● Material for this task:
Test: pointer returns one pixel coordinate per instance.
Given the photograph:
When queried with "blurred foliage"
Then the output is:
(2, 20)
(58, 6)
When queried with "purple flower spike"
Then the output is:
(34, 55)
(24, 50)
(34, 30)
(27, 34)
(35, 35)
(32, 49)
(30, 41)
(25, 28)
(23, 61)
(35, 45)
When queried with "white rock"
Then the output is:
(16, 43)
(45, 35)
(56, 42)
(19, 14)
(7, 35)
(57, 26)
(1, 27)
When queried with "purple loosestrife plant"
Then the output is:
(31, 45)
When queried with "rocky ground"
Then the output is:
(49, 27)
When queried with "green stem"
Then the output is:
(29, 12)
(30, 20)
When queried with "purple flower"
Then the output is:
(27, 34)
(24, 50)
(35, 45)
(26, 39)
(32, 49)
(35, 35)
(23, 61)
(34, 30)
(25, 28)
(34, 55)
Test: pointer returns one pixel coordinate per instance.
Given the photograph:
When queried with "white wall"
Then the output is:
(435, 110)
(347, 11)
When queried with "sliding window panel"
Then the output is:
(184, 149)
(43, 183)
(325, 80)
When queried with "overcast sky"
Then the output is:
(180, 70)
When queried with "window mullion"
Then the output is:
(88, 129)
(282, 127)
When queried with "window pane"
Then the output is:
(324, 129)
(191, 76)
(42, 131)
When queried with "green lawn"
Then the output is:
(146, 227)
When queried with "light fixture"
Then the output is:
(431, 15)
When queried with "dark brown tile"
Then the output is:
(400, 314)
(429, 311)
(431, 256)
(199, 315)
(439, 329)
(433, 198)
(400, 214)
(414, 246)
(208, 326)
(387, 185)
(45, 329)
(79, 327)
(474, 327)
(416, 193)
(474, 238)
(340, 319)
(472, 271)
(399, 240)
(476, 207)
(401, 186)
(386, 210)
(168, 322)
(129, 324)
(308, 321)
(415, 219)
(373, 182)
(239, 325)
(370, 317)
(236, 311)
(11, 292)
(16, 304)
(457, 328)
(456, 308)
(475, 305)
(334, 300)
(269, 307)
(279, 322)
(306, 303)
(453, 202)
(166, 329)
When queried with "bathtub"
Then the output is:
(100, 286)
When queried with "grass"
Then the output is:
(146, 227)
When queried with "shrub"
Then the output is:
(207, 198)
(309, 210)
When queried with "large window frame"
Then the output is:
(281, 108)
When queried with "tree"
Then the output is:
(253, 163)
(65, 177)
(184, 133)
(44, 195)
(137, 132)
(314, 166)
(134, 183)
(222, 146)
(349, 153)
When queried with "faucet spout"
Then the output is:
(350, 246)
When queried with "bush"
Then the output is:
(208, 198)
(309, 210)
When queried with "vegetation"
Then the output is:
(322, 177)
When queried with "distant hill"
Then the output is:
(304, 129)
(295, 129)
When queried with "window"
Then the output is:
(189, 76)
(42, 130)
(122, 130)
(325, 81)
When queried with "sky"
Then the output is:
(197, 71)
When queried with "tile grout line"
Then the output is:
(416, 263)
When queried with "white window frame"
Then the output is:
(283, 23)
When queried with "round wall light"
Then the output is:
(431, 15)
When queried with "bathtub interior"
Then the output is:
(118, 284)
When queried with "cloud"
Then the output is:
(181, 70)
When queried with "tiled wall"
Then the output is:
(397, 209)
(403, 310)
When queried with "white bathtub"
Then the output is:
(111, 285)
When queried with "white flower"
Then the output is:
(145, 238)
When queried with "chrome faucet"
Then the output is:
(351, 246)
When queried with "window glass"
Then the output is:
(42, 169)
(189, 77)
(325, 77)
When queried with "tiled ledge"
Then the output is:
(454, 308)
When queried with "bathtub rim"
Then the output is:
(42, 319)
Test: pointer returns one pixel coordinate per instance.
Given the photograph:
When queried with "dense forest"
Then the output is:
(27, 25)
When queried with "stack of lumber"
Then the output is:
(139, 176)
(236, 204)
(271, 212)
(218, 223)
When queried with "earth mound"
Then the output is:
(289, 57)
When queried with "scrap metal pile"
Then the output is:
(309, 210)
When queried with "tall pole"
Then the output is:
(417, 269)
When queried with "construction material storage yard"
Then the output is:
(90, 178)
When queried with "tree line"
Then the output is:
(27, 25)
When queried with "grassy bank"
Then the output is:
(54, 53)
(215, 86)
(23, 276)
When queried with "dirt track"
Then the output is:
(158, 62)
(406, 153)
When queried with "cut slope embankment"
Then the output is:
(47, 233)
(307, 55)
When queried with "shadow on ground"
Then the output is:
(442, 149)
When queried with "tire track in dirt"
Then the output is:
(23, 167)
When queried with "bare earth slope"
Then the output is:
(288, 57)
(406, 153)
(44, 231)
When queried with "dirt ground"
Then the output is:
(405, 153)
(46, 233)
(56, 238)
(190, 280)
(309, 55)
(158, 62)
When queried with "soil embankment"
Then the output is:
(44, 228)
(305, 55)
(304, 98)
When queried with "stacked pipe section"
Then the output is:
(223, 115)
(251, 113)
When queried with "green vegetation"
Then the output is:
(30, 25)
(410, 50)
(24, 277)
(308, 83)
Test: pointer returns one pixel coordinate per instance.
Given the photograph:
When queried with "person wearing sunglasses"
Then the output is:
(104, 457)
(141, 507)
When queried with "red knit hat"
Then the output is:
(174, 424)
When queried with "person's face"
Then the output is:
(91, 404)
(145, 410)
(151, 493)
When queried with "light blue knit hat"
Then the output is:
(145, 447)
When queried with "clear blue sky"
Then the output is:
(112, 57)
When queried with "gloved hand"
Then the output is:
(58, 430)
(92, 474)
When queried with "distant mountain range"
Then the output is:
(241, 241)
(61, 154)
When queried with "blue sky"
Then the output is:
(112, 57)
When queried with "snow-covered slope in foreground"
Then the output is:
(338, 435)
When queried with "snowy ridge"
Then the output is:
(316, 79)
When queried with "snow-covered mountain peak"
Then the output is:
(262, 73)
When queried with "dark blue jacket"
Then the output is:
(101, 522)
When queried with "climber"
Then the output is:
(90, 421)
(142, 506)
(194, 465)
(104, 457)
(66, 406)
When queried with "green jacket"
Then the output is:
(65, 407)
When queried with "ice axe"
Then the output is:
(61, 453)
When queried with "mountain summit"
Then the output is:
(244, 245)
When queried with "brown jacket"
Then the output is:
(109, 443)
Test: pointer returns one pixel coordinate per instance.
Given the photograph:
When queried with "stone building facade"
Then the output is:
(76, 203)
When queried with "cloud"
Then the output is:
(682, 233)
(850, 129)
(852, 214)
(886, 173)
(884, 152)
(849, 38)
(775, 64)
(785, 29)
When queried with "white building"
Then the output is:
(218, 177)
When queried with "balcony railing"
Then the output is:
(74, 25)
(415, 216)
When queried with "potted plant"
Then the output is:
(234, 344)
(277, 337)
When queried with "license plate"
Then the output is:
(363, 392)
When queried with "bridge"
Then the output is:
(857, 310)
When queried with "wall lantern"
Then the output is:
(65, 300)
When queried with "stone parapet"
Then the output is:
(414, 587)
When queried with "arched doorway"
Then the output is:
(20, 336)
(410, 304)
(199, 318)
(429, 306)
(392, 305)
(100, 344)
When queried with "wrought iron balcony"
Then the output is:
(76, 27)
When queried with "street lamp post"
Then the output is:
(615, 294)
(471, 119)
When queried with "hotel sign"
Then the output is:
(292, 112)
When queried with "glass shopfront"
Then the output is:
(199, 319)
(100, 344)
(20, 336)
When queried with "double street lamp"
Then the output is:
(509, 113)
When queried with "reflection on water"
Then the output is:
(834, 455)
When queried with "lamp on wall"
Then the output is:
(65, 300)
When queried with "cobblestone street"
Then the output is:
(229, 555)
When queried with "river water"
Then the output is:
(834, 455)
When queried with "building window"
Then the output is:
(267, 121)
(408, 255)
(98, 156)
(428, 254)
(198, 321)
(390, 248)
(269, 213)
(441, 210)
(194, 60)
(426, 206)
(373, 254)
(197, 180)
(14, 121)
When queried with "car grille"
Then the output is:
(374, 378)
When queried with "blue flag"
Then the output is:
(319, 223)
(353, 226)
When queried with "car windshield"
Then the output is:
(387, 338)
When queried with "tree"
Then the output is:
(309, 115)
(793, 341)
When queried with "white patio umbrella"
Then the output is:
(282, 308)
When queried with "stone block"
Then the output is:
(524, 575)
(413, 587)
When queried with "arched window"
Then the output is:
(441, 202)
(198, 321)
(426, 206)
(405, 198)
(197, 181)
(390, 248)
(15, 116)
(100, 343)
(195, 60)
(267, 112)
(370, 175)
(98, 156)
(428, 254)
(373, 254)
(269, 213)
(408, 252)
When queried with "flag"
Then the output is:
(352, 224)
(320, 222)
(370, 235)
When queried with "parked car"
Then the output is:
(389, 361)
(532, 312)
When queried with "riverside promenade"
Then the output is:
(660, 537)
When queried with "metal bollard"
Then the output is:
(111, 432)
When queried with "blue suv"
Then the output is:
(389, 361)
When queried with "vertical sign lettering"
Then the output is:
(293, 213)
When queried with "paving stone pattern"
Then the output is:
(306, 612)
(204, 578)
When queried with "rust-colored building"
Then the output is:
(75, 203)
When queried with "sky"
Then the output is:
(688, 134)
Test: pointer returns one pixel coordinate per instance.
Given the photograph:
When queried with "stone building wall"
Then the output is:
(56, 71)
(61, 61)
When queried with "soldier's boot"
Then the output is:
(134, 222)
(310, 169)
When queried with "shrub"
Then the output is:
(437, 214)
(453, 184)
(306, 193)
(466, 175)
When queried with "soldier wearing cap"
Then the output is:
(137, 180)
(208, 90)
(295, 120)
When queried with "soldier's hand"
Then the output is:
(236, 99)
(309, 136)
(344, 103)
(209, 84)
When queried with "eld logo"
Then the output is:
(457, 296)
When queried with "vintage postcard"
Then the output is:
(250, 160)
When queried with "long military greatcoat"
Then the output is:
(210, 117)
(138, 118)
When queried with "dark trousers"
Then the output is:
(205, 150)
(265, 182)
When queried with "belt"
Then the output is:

● To do: Show every line of the items above that contains the string "tiled", treating uppercase and lowercase as different.

● Task answer:
When queried with "tiled wall"
When queried with "tiled ledge"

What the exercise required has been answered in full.